*** Opening Source data ***

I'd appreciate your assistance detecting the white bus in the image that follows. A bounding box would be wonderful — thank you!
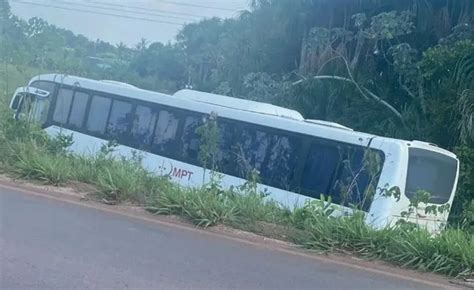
[9,74,459,232]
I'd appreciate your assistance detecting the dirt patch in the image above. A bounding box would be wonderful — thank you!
[0,174,95,199]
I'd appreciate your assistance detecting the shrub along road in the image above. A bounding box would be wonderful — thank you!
[0,185,457,290]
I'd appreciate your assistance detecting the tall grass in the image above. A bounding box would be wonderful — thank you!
[146,179,291,228]
[148,186,240,227]
[299,213,473,277]
[11,140,73,185]
[0,110,472,278]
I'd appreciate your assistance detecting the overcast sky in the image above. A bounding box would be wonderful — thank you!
[10,0,249,46]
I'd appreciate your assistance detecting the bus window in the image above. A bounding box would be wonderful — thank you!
[107,100,133,140]
[254,131,270,170]
[153,109,180,155]
[131,105,157,147]
[16,94,35,122]
[233,127,270,179]
[406,148,457,204]
[216,121,237,175]
[32,97,51,125]
[181,115,203,162]
[332,147,368,207]
[333,147,384,210]
[29,81,54,125]
[232,126,300,189]
[53,88,74,124]
[301,143,340,199]
[68,91,89,128]
[86,95,111,134]
[260,135,300,190]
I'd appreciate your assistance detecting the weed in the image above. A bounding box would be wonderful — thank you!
[196,111,219,174]
[10,140,72,185]
[148,185,239,227]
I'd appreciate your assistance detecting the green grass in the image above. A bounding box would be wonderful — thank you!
[146,180,292,228]
[148,186,239,227]
[11,140,73,185]
[0,107,472,278]
[298,213,473,277]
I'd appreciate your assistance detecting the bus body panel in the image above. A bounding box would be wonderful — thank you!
[364,140,406,228]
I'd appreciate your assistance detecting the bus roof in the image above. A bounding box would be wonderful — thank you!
[173,89,304,121]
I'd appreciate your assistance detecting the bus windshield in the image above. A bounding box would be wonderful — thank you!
[405,148,458,204]
[15,81,54,124]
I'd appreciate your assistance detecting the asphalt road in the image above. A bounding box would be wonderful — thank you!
[0,186,450,290]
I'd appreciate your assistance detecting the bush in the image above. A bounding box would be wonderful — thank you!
[146,173,290,227]
[147,185,240,227]
[300,214,473,277]
[6,139,71,185]
[450,146,474,233]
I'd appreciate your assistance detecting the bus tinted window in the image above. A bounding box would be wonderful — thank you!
[332,147,368,206]
[300,143,384,210]
[153,109,180,155]
[53,88,73,124]
[406,148,457,204]
[234,128,270,178]
[231,124,301,189]
[68,91,89,128]
[107,100,132,139]
[216,121,237,175]
[86,95,111,134]
[301,143,340,199]
[132,105,157,146]
[181,115,203,162]
[260,135,300,190]
[337,148,384,210]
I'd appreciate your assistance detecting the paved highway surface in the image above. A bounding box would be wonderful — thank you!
[0,186,450,289]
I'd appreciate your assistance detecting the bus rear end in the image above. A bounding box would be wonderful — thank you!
[398,142,459,233]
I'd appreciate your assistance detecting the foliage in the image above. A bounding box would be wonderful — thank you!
[457,89,474,144]
[397,190,451,229]
[10,140,72,185]
[292,195,337,228]
[300,213,473,277]
[451,146,474,232]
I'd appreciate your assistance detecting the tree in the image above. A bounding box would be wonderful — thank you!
[135,38,149,53]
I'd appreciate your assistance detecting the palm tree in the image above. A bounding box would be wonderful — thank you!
[135,38,148,53]
[115,42,128,60]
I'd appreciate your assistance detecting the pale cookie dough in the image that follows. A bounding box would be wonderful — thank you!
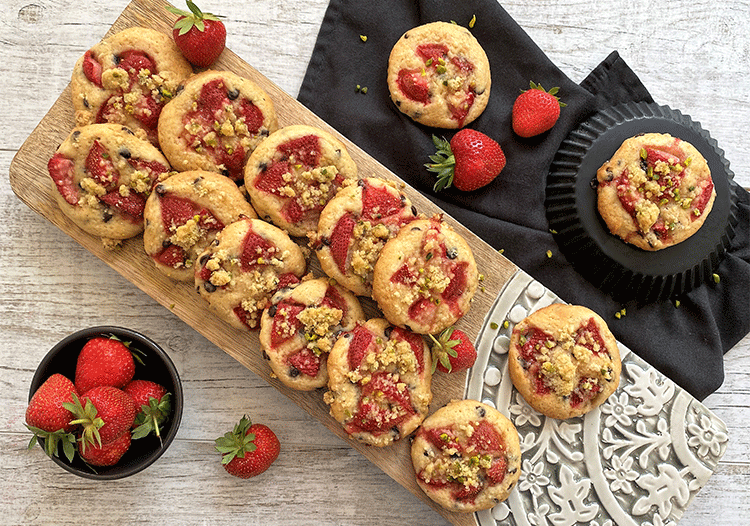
[71,27,193,145]
[507,303,621,419]
[372,216,479,335]
[411,400,521,513]
[143,170,257,281]
[259,278,364,390]
[596,132,715,251]
[387,21,491,128]
[244,124,358,237]
[314,177,418,297]
[47,123,170,243]
[158,70,279,182]
[324,318,432,447]
[195,217,306,331]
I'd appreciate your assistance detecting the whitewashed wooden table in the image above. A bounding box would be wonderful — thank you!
[1,1,748,524]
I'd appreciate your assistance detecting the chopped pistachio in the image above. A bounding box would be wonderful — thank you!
[359,34,367,42]
[546,250,553,258]
[490,322,499,330]
[469,14,477,28]
[713,273,721,284]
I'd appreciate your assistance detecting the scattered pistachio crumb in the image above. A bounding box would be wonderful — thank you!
[546,250,553,258]
[615,312,622,319]
[498,248,505,255]
[712,273,721,284]
[169,303,176,309]
[620,308,627,317]
[549,229,558,234]
[674,299,681,307]
[469,14,476,28]
[360,35,368,42]
[502,320,510,329]
[490,322,498,330]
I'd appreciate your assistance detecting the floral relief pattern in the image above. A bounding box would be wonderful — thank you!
[468,272,729,526]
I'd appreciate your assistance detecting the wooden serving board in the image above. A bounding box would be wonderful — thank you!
[8,0,517,523]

*** Closing Source data ***

> **What this task involves**: Please output the records above exactly, without the pictures.

> **Task solution**:
I'd appreciate your assistance detecting the white bus in the image that follows. A bounding box would be wonderful — thank you!
[9,74,459,232]
I'd appreciate your assistance detecting the dirt patch in the image above. A bounding box would be wonderful — thank you!
[0,174,95,199]
I'd appreciate your assistance detecting the shrub along road in the image above. A bounding box would be wonderful — thank you!
[0,185,457,290]
I'd appreciate your assistance detecting the tall grass in the image above. A bounding box would be wonderful — thank you!
[146,179,291,228]
[148,186,240,227]
[299,213,473,277]
[11,140,73,185]
[0,110,472,278]
I'd appreciate your assistance detecting the overcast sky in the image above. A bounding box would be wonderful — thank you!
[10,0,249,46]
I'd appreciate your assistance detecting the bus window in the image above. A bounding box would be wonderful — thank you!
[107,100,133,140]
[254,131,270,170]
[153,109,180,155]
[131,105,157,147]
[16,94,35,122]
[233,127,270,179]
[406,148,457,204]
[216,121,237,175]
[32,97,51,125]
[181,115,203,162]
[332,147,368,207]
[333,147,384,210]
[29,81,54,125]
[232,126,300,189]
[53,88,74,124]
[301,143,340,199]
[68,91,89,128]
[86,95,111,134]
[260,135,300,190]
I'd appreciate your assistance detecting the weed in the image above. A bounding box would be wonderful — thank you!
[196,111,219,174]
[10,140,72,185]
[148,185,239,227]
I'd appreciate your assistance detecting the green grass in the image above. A bounding box would be wonderful — thank you!
[146,180,292,228]
[148,186,239,227]
[11,140,73,185]
[0,107,472,278]
[298,213,473,277]
I'd appreciate your assistance detecting the bus body panel in the image above. A bounding box would be wonderful — thank you!
[364,140,406,228]
I'd appreciate your assistance detecting the bus roof in the image above. A bounding box would be wonderful — thank you!
[173,89,304,121]
I'd appreciate your assistance detecting the bus windshield in the image above. A bounding box would be wonderful — thank you!
[405,148,458,204]
[15,81,54,124]
I'd appreciate your assistance detecting the asphalt road in the image above. A bounding box would be wonderful — thank you!
[0,186,450,290]
I'd appreciate your assistance detecting the bush in the image above. A bounding box would be wonderful — thank you!
[146,173,290,227]
[147,185,240,227]
[300,214,473,277]
[6,139,71,185]
[450,146,474,233]
I'd appreciate your assistance detecting the bus tinted window in the image above. A bounding box would be wonderful — thank you!
[332,147,368,206]
[300,143,384,210]
[153,109,180,155]
[53,88,73,124]
[406,148,457,204]
[234,128,270,178]
[231,124,301,189]
[68,91,89,128]
[107,100,132,139]
[216,121,237,175]
[86,95,111,134]
[301,143,340,199]
[132,105,157,146]
[181,115,203,162]
[260,135,300,190]
[337,148,384,210]
I'd appreciate your assistance detecting the paved highway surface in the image above. A bounding box would be wonderful — thank you!
[0,186,450,289]
I'd appreciate your assistance detecting the bus rear end in the image above. A bounding box would be wonderful — thank you!
[398,142,459,233]
I'd appreciate your assistance detecting the foliage in the image above. A bounding box would be wonderful — thank you!
[457,89,474,144]
[397,190,451,229]
[10,140,72,185]
[292,195,337,228]
[300,213,473,277]
[451,146,474,232]
I'd appreciate your assistance detecting the tree in the image above. A bounding box would be wonderful — thank you!
[135,38,149,53]
I'd appreciate your assistance detecting the palm tree in the image above. A bounding box would be wonderful — thank you!
[135,38,148,53]
[115,42,128,60]
I'd appreciate your assistance detecting the pale cookie dough in the image that follows. A bounding box would be wonderful — thank you!
[71,27,193,145]
[507,303,621,419]
[372,216,479,335]
[411,400,521,513]
[143,170,257,281]
[259,278,364,390]
[596,132,715,251]
[387,21,491,128]
[244,124,358,237]
[314,177,418,297]
[47,123,170,243]
[158,70,279,182]
[324,318,432,447]
[195,217,306,331]
I'd appreciate your assistance detecting the whitewashed wooden table in the image above. A bounding box would be wonderful — thank you!
[1,1,748,524]
I'd appreciate your assistance detecting the chopped pistachio in the image above. A bounding box would be wonderful — thank you!
[359,34,367,42]
[546,250,553,258]
[490,322,499,330]
[469,14,477,28]
[713,273,721,284]
I'd appreciate your assistance detecting the scattered pistachio crumb in the image above. A bounding box would be wonderful — thank you!
[546,250,553,258]
[615,312,622,319]
[498,248,505,255]
[712,273,721,284]
[169,303,176,309]
[620,308,627,317]
[549,229,558,234]
[674,299,681,307]
[469,14,476,28]
[360,35,368,42]
[502,320,510,329]
[490,322,498,330]
I'd appreciate your assistance detecting the floral relief pattern in the image above. A bounding box would be wonderful — thank you!
[468,272,729,526]
I'd appreciate your assistance detecting the wooden serving board in the image above. A bounding box would be wonderful — thank you!
[8,0,517,523]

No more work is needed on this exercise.